TASK DIRECTIONS:
The entries that follow include a run beginning at the line with "[(280, 43), (346, 61), (39, 8), (78, 192)]" and ending at the line with "[(411, 36), (115, 87), (19, 111), (26, 51)]"; restate that run word for word and leave the rest out.

[Data items]
===
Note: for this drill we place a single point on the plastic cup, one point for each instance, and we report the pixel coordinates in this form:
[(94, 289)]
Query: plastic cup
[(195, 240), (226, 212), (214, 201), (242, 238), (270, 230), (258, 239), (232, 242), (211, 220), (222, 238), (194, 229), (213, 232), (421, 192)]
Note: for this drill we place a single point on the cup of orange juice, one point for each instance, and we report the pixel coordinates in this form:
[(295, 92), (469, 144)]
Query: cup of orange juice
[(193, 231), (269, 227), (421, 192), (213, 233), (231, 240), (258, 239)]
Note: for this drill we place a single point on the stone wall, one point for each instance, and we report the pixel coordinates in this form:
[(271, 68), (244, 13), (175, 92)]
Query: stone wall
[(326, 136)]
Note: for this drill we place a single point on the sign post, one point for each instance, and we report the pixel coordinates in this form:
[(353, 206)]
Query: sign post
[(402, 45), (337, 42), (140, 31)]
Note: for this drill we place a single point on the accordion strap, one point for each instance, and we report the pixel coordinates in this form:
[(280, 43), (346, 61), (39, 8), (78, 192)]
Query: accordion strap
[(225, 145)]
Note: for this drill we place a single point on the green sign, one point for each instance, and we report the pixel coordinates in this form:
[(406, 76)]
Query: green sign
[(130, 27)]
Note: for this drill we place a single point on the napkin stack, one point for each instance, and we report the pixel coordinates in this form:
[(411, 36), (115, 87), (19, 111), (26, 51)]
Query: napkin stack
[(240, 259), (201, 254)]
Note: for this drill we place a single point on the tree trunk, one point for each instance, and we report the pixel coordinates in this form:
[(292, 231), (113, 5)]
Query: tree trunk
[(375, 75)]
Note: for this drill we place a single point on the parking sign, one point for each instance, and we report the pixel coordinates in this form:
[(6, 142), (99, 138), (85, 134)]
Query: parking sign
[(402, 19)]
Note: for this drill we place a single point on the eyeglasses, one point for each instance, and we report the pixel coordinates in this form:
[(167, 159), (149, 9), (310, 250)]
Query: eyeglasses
===
SOLUTION TO THIS PROBLEM:
[(280, 43), (346, 61), (39, 8), (78, 192)]
Query: accordion strap
[(225, 145)]
Note: for this drill we place a single point on the green sign, one point for each instance, and we report the pixel coordinates in this form:
[(406, 76)]
Query: green sign
[(130, 27)]
Note: for this drill we place a single point on the napkin stack, one point for each instance, and we report the pixel coordinates in this form:
[(411, 36), (115, 87), (19, 111), (26, 51)]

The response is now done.